[Document segment]

Getting Started: Set up your practice space by placing a bolster lengthwise on your mat and slipping a block under the top end, so that the bolster slants gently. Lie down with your sitting bones on the mat and with the bolster supporting you from the low back to the head. Place a folded blanket under your head for a pillow. Notice and welcome sounds, smells, and taste as well as color and light. Release excess tension throughout your body and feel a sense of relaxation spreading throughout your entire body and mind.

Listen: To be guided into yoga nidra by Richard Miller, listen to the audio at yogajournal.com/livemag.

1. Connect to Your Heartfelt Desire. Bring to mind your heart's deepest desire—something that you want more than anything else in life. Perhaps it is a desire for health, well-being, or awakening. Feel this heartfelt desire with your entire body while imagining and experiencing it in this moment as if it were true.

2. Set an Intention. Reflect on your intention for your practice today. It might be to relax and rest, or to inquire into a particular sensation, emotion, or belief. Whatever your intention, welcome and affirm it with your entire body and mind.

3. Find Your Inner Resource. Bring attention to your Inner Resource, a safe haven within your body where you experience feelings of security, well-being, and calm. You may imagine a place, person, or experience that helps you feel secure and at ease and that helps you feel within your body the sense of well-being. Re-experience your Inner Resource at any time during your practice or in daily life when you feel overwhelmed by an emotion, thought, or life circumstance and wish to feel secure and at ease.

4. Scan Your Body. Gradually move your awareness through your body. Sense your jaw, mouth, ears, nose, and eyes. Sense your forehead, scalp, neck, and the inside of your throat. Scan your attention through your left arm and left palm, your right arm and right palm, and then both arms and hands simultaneously. Sense your torso, pelvis, and sacrum. Experience sensation in your left hip, leg, and foot, and then in your right hip, leg, and foot. Sense your entire body as a field of radiant sensation.

5. Become Aware of Your Breath. Sense the body breathing by itself. Observe the natural flow of air in the nostrils, throat, and rib cage as well as the rise and fall of the abdomen with each breath. Feel each breath as flowing energy coursing throughout your entire body.

6. Welcome Your Feelings. Without judging or trying to change anything, welcome the sensations (such as heaviness, tension, or warmth) and emotions (such as sadness, anger, or worry) that are present in your body and mind. Also notice opposite sensations and emotions: If you feel worry, call up feelings of serenity; if you feel tense, experience ease. Sense each feeling and its opposite within your body.

7. Witness Your Thoughts. Notice and welcome the thoughts, memories, and images that are present in your mind. Observe your thoughts without judging them or trying to change them. As you come upon beliefs that you hold about yourself, also bring to mind and experience their opposites, welcoming your experience just as it is.

8. Experience Joy. Welcome sensations of joy, well-being, or bliss emanating from your heart or belly and spreading throughout your body and into the space around you. With every exhalation, experience sensations of warmth, joy, and well-being radiating throughout your body.

[/Document segment]
[Dataset entries]

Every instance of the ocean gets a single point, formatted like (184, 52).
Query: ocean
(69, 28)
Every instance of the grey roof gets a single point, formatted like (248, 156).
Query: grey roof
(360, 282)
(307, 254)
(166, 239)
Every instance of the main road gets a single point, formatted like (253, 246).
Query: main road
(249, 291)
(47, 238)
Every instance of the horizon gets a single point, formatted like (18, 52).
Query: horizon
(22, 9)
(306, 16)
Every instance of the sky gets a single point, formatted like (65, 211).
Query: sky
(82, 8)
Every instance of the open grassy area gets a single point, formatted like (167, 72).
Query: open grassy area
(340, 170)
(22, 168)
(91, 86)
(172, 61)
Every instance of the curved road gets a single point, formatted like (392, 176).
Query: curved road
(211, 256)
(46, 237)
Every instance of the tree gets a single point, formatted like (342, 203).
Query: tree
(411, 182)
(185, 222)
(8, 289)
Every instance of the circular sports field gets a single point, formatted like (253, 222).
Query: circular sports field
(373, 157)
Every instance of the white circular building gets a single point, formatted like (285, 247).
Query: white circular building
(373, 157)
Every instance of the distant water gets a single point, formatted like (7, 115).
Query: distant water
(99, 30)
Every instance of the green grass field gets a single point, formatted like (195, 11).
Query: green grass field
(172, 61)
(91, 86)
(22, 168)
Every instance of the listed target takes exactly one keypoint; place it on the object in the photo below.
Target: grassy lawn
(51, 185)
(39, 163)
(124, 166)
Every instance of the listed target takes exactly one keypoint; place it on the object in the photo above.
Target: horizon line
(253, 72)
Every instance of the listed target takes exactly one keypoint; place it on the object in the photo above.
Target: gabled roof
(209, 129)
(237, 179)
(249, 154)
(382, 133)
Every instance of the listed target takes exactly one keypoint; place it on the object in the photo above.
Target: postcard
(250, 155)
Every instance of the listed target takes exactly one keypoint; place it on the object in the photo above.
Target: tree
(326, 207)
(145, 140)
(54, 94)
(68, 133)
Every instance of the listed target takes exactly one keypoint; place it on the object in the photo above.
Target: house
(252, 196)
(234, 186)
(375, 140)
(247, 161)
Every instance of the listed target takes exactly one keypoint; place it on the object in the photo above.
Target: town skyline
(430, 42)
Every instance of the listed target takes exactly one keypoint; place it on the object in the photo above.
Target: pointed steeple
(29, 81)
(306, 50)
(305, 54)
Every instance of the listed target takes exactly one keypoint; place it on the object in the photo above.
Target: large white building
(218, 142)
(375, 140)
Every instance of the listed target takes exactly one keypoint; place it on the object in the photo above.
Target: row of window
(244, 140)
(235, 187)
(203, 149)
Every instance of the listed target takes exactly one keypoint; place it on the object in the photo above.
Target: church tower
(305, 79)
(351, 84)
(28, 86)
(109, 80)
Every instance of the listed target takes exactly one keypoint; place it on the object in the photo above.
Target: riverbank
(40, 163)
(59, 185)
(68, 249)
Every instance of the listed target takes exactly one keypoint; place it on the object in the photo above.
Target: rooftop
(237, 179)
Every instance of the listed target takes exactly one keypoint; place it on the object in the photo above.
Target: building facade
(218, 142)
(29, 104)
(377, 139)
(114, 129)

[/Dataset entries]

• _Work task A_: Do these statements agree with the yoga nidra guide? For each, answer yes or no and quote the words that settle it: (i) The bolster should lie flat on the mat. (ii) The Inner Resource can be called up in daily life as well as during practice. (iii) The body scan covers the right leg before the left leg.
• _Work task B_: Return the passage of the yoga nidra guide starting at "4. Scan Your" and ending at "of radiant sensation.".

• _Exercise response A_:
(i) No: "slipping a block under the top end, so that the bolster slants gently."
(ii) Yes: "Re-experience your Inner Resource at any time during your practice or in daily life"
(iii) No: "Experience sensation in your left hip, leg, and foot, and then in your right hip, leg, and foot."

• _Exercise response B_:
4. Scan Your Body. Gradually move your awareness through your body. Sense your jaw, mouth, ears, nose, and eyes. Sense your forehead, scalp, neck, and the inside of your throat. Scan your attention through your left arm and left palm, your right arm and right palm, and then both arms and hands simultaneously. Sense your torso, pelvis, and sacrum. Experience sensation in your left hip, leg, and foot, and then in your right hip, leg, and foot. Sense your entire body as a field of radiant sensation.